SOURCE EXTRACT:
┏━━

According to the U.S. Centers for Disease Control and Prevention:
- One-fourth of Americans aged 65+ falls each year.
- Every 11 seconds, an older adult is treated in the emergency room for a fall; every 19 minutes, an older adult dies from a fall.
- Falls are the leading cause of fatal injury and the most common cause of nonfatal trauma-related hospital admissions among older adults.
- Falls result in more than 2.8 million injuries treated in emergency departments annually, including over 800,000 hospitalizations and more than 27,000 deaths.
- In 2013, the total cost of fall injuries was $34 billion.
- The financial toll for older adult falls is expected to increase as the population ages and may reach $67.7 billion by 2020.
- More than one-third of older adults with minor head trauma caused by a fall will need to return to the emergency room within 90 days after discharge, claims a study published in the Journal of the American Geriatric Society
While the numbers are already staggering, it’s likely that many of falls go unreported and untreated, and therefore the number would be much greater.
But falls are not an inevitable factor in aging. Many could be prevented, with greater adherence to discharge plans or medication prescriptions, precautions against safety hazards in the home, addressing untreated illnesses, or actions as simple as proper standing and walking using necessary aids.
When an individual presents in the emergency room for a fall, or the fire department is called to aid a fallen senior, steps can, and should be taken, to address the risks that led to the fall. A non-medical home agency may be able to conduct a free in-home care assessment and make recommendations that could remedy the situation and prevent further falls. While a caregiver is not always necessary, statistics do show that falls are greatly reduced when a caregiver is in the home to assist with activities of daily living such as bathing, cleaning, cooking, assisting with the restroom, etc.

┗━━

SUPPLIED RECORDS:
┏━━

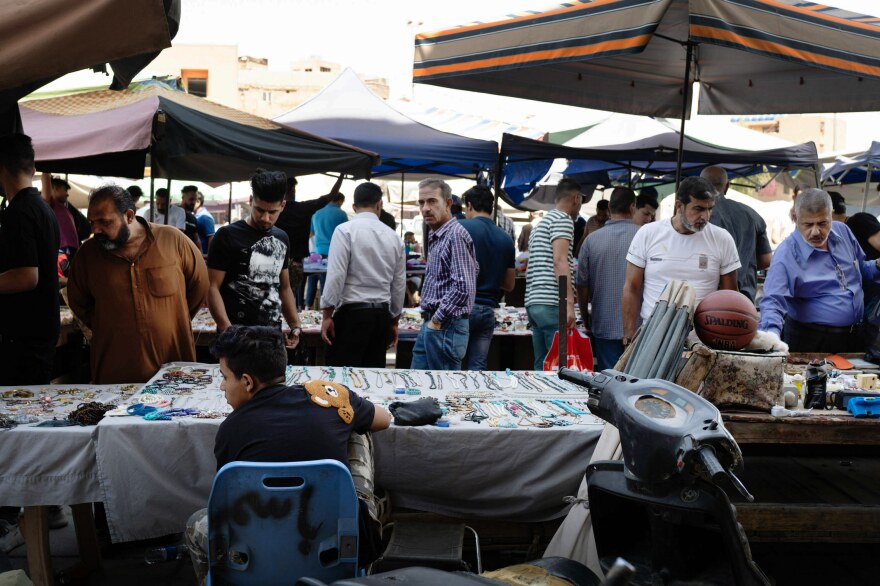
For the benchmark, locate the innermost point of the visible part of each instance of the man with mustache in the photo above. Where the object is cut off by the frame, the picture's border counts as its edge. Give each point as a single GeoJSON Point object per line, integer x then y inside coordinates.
{"type": "Point", "coordinates": [813, 293]}
{"type": "Point", "coordinates": [686, 248]}
{"type": "Point", "coordinates": [136, 285]}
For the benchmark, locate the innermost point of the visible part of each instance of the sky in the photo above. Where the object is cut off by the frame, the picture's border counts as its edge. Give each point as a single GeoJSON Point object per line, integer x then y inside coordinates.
{"type": "Point", "coordinates": [375, 38]}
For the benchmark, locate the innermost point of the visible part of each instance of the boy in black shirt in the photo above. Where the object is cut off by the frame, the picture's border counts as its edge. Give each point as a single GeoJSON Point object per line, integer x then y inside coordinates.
{"type": "Point", "coordinates": [248, 264]}
{"type": "Point", "coordinates": [272, 422]}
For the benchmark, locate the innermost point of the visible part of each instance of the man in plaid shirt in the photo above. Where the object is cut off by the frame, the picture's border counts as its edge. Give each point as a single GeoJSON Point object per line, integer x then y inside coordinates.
{"type": "Point", "coordinates": [450, 283]}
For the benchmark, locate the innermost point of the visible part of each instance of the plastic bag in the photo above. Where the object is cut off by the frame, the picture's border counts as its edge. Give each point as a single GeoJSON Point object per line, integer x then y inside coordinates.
{"type": "Point", "coordinates": [580, 352]}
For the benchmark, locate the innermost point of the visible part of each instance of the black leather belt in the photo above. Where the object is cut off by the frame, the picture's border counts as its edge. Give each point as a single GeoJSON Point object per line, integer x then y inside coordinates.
{"type": "Point", "coordinates": [358, 306]}
{"type": "Point", "coordinates": [427, 315]}
{"type": "Point", "coordinates": [853, 329]}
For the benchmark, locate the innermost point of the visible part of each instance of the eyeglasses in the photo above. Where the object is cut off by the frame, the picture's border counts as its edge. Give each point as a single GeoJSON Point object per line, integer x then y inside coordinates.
{"type": "Point", "coordinates": [841, 278]}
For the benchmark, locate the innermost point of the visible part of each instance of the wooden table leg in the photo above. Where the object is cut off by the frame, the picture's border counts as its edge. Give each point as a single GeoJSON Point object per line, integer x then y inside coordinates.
{"type": "Point", "coordinates": [86, 536]}
{"type": "Point", "coordinates": [35, 530]}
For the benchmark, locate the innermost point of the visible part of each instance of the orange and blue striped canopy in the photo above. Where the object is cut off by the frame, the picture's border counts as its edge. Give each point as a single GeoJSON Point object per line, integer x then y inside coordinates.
{"type": "Point", "coordinates": [749, 56]}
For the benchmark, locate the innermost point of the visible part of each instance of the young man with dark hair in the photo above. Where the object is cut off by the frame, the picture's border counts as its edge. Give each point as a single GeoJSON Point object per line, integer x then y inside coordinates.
{"type": "Point", "coordinates": [601, 275]}
{"type": "Point", "coordinates": [73, 226]}
{"type": "Point", "coordinates": [496, 258]}
{"type": "Point", "coordinates": [550, 256]}
{"type": "Point", "coordinates": [365, 287]}
{"type": "Point", "coordinates": [247, 264]}
{"type": "Point", "coordinates": [271, 422]}
{"type": "Point", "coordinates": [686, 248]}
{"type": "Point", "coordinates": [137, 286]}
{"type": "Point", "coordinates": [324, 222]}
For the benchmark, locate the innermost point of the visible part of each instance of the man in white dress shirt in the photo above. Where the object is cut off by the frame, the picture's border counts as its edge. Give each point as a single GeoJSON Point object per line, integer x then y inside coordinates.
{"type": "Point", "coordinates": [366, 281]}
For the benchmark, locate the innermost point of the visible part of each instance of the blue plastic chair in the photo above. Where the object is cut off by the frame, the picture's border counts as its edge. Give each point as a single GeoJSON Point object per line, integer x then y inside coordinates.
{"type": "Point", "coordinates": [272, 523]}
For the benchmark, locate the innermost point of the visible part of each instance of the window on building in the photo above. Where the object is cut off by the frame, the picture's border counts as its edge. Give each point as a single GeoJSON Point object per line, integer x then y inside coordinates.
{"type": "Point", "coordinates": [195, 81]}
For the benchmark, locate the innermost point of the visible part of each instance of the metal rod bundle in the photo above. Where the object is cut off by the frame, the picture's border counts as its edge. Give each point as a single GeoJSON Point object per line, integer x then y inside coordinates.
{"type": "Point", "coordinates": [658, 346]}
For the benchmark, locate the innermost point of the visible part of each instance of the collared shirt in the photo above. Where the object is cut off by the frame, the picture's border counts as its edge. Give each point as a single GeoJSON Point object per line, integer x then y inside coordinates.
{"type": "Point", "coordinates": [816, 286]}
{"type": "Point", "coordinates": [451, 275]}
{"type": "Point", "coordinates": [602, 269]}
{"type": "Point", "coordinates": [366, 264]}
{"type": "Point", "coordinates": [139, 311]}
{"type": "Point", "coordinates": [749, 232]}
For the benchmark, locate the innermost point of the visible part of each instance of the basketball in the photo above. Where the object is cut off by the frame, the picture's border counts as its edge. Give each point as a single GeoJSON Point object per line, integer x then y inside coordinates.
{"type": "Point", "coordinates": [726, 320]}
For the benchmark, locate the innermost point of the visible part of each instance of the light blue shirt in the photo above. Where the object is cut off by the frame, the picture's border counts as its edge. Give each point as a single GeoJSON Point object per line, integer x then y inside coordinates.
{"type": "Point", "coordinates": [324, 222]}
{"type": "Point", "coordinates": [815, 286]}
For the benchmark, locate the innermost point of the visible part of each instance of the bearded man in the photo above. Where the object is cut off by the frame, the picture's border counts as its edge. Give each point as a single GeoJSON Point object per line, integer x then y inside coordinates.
{"type": "Point", "coordinates": [687, 248]}
{"type": "Point", "coordinates": [137, 286]}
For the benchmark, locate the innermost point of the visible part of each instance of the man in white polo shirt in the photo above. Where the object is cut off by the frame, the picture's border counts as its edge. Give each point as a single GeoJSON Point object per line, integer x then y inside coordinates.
{"type": "Point", "coordinates": [686, 248]}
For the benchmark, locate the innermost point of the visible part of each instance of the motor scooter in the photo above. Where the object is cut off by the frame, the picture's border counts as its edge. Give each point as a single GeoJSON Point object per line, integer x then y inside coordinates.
{"type": "Point", "coordinates": [662, 508]}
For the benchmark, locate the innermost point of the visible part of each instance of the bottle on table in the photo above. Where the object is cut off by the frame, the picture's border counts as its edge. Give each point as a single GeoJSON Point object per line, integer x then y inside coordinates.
{"type": "Point", "coordinates": [167, 553]}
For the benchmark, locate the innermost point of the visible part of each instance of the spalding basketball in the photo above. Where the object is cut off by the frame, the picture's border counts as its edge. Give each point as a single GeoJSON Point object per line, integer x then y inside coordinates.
{"type": "Point", "coordinates": [726, 320]}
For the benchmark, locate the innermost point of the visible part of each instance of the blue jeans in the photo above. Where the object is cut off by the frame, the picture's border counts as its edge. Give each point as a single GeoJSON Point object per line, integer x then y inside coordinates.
{"type": "Point", "coordinates": [482, 328]}
{"type": "Point", "coordinates": [441, 349]}
{"type": "Point", "coordinates": [544, 320]}
{"type": "Point", "coordinates": [607, 352]}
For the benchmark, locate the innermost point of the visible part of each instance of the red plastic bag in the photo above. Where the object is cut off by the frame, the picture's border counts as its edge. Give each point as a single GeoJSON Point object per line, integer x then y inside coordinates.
{"type": "Point", "coordinates": [580, 352]}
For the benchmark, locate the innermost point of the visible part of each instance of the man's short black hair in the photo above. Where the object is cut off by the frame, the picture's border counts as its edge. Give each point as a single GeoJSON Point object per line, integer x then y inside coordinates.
{"type": "Point", "coordinates": [255, 350]}
{"type": "Point", "coordinates": [367, 194]}
{"type": "Point", "coordinates": [17, 153]}
{"type": "Point", "coordinates": [694, 188]}
{"type": "Point", "coordinates": [269, 186]}
{"type": "Point", "coordinates": [644, 199]}
{"type": "Point", "coordinates": [621, 200]}
{"type": "Point", "coordinates": [566, 187]}
{"type": "Point", "coordinates": [480, 197]}
{"type": "Point", "coordinates": [119, 196]}
{"type": "Point", "coordinates": [838, 203]}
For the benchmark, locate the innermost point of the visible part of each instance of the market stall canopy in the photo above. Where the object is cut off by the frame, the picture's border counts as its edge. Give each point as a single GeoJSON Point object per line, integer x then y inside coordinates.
{"type": "Point", "coordinates": [651, 150]}
{"type": "Point", "coordinates": [187, 137]}
{"type": "Point", "coordinates": [749, 56]}
{"type": "Point", "coordinates": [45, 39]}
{"type": "Point", "coordinates": [854, 169]}
{"type": "Point", "coordinates": [346, 110]}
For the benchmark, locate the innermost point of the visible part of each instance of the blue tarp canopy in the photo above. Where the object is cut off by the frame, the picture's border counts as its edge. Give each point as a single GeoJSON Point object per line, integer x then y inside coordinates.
{"type": "Point", "coordinates": [349, 112]}
{"type": "Point", "coordinates": [847, 170]}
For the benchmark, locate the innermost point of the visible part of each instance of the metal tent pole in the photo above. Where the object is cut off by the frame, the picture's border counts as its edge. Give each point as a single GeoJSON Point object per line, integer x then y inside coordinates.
{"type": "Point", "coordinates": [685, 101]}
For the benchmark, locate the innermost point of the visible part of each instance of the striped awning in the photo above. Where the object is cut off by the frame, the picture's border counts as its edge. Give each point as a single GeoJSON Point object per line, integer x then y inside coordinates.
{"type": "Point", "coordinates": [750, 56]}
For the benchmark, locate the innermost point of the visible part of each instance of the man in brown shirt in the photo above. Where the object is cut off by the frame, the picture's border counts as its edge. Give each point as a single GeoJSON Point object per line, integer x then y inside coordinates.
{"type": "Point", "coordinates": [137, 286]}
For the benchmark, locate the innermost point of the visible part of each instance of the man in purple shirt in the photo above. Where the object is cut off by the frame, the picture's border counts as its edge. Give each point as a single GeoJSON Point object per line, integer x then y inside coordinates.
{"type": "Point", "coordinates": [450, 283]}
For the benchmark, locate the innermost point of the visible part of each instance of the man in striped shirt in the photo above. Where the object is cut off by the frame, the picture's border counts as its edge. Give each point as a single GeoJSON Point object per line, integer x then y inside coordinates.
{"type": "Point", "coordinates": [550, 257]}
{"type": "Point", "coordinates": [450, 283]}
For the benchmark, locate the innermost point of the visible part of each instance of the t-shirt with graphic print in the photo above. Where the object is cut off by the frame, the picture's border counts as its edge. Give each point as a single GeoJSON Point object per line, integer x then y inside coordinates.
{"type": "Point", "coordinates": [252, 260]}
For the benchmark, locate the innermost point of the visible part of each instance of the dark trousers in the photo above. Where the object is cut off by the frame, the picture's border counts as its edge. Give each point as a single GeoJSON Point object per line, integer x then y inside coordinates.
{"type": "Point", "coordinates": [26, 361]}
{"type": "Point", "coordinates": [802, 337]}
{"type": "Point", "coordinates": [362, 336]}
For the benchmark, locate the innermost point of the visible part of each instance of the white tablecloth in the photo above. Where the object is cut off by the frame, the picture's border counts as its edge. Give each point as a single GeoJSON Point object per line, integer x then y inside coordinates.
{"type": "Point", "coordinates": [52, 465]}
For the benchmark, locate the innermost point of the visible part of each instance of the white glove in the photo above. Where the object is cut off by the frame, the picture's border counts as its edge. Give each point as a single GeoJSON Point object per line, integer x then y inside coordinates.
{"type": "Point", "coordinates": [767, 341]}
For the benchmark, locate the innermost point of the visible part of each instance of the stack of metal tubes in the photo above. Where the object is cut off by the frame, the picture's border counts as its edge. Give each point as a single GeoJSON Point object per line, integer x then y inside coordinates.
{"type": "Point", "coordinates": [658, 346]}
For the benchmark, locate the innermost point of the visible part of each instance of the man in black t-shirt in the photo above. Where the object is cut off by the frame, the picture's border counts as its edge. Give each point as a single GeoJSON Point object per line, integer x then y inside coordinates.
{"type": "Point", "coordinates": [29, 321]}
{"type": "Point", "coordinates": [29, 241]}
{"type": "Point", "coordinates": [272, 422]}
{"type": "Point", "coordinates": [247, 264]}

┗━━

TASK OBJECTIVE: Translate this sentence from the passage on falls among older adults into French: "In 2013, the total cost of fall injuries was $34 billion."

WRITTEN RESPONSE: En 2013, le coût total des blessures dues aux chutes s'élevait à 34 milliards de dollars.